▸ **Materials provided**:
— START —
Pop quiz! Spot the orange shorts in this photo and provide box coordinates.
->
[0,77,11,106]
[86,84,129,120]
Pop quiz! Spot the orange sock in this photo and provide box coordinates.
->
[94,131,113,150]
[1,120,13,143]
— END —
— START —
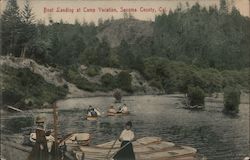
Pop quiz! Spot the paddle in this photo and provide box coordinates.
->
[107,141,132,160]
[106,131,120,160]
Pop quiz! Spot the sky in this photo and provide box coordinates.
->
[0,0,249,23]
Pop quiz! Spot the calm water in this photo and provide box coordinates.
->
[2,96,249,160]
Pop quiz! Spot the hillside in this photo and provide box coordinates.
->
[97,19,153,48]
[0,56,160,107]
— END —
— START —
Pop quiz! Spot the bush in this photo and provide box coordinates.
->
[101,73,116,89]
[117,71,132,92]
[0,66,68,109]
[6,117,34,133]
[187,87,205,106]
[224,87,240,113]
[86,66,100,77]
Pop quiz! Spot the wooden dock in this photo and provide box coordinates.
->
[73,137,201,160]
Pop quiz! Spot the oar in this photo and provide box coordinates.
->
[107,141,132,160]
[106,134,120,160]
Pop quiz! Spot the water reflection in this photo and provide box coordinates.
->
— END —
▸ **Set problem**:
Rewrite the lines from the one with "Pop quiz! Spot the orange sock" up to and including the one with "[1,120,13,143]", substituting "blue sock" for "orange sock" and keeping everything else the same.

▸ **Response to the exercise**:
Pop quiz! Spot the blue sock in this photo and provide box coordinates.
->
[94,131,113,150]
[1,120,13,143]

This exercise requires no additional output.